**GIVEN REQUEST:**
Rewrite the records below with every occurrence of "Put a dot on" changed to "Place a point on". Keep everything else the same.
— start ROWS —
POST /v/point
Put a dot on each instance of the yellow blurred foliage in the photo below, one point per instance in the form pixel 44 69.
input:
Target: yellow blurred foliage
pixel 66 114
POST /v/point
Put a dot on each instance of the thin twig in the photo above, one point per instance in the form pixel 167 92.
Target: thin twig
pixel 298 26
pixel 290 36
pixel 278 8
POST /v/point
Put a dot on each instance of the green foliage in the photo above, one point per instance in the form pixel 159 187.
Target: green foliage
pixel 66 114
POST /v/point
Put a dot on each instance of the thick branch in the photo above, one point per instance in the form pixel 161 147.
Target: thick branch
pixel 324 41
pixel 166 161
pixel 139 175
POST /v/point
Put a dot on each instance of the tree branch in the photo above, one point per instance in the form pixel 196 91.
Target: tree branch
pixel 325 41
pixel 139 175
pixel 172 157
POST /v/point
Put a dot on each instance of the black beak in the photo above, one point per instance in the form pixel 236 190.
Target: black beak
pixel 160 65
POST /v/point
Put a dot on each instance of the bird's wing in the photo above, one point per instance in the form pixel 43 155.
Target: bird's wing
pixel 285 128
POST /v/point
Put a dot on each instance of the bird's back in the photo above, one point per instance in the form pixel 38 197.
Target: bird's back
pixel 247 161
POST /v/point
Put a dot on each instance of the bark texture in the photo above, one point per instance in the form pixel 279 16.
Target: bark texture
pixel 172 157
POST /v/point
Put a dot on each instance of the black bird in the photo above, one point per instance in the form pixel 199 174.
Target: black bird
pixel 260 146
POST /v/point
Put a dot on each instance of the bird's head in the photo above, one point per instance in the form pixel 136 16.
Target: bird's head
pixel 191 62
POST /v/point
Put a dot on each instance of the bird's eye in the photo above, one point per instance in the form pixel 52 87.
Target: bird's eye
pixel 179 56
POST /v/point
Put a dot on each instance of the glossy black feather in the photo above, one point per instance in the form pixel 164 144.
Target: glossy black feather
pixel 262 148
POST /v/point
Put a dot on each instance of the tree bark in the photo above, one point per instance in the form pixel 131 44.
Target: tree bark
— end ROWS —
**EXERCISE RESULT:**
POST /v/point
Place a point on each instance of the yellow blurred foliage in the photo below, one point per instance in the form pixel 44 69.
input:
Target: yellow blurred foliage
pixel 66 114
POST /v/point
Place a point on each instance of the thin twig in the photo above, one point per instance in the form pixel 167 92.
Target: thin twig
pixel 298 26
pixel 290 36
pixel 278 8
POST /v/point
Place a point on each instance of the green foliage in the photo above, one point per instance in the form pixel 159 187.
Target: green foliage
pixel 66 114
POST /v/point
Place a point on each instance of the thick branch in the photo above, one point per instance in the form pixel 161 147.
Target: thick branch
pixel 324 41
pixel 166 161
pixel 139 175
POST /v/point
Place a point on each instance of the tree branch in the photo above, one point per instance in the form pixel 196 91.
Target: tree branch
pixel 325 41
pixel 139 175
pixel 172 157
POST /v/point
Place a point on each instance of the black beak in the photo above, one point per instance in the form pixel 236 190.
Target: black beak
pixel 160 65
POST /v/point
Place a point on each instance of the bird's wing in the photo above, one point per instance in the form pixel 43 155.
Target: bird's wing
pixel 285 128
POST /v/point
Place a point on each instance of the bird's back in the photo above, one point per instance in the form pixel 38 197.
Target: bird's back
pixel 247 161
POST /v/point
Place a point on each instance of the bark texture in the photo above, one point per instance in the form pixel 279 16.
Target: bark texture
pixel 172 157
POST /v/point
Place a point on each instance of the black bird in the photo above, one point per instance in the form pixel 199 174.
Target: black bird
pixel 260 146
POST /v/point
Place a point on each instance of the bird's head in the photo above, one point per instance in the form pixel 136 16.
Target: bird's head
pixel 191 62
POST /v/point
Place a point on each instance of the bird's eye in the photo above, one point per instance in the form pixel 52 87.
Target: bird's eye
pixel 179 56
POST /v/point
Place a point on each instance of the glossy black feather in the photo above, one point per instance in the form pixel 164 144.
Target: glossy black feather
pixel 262 148
POST /v/point
Place a point on each instance of the tree bark in the photo above, one point per instance in the form pixel 131 44.
Target: tree bark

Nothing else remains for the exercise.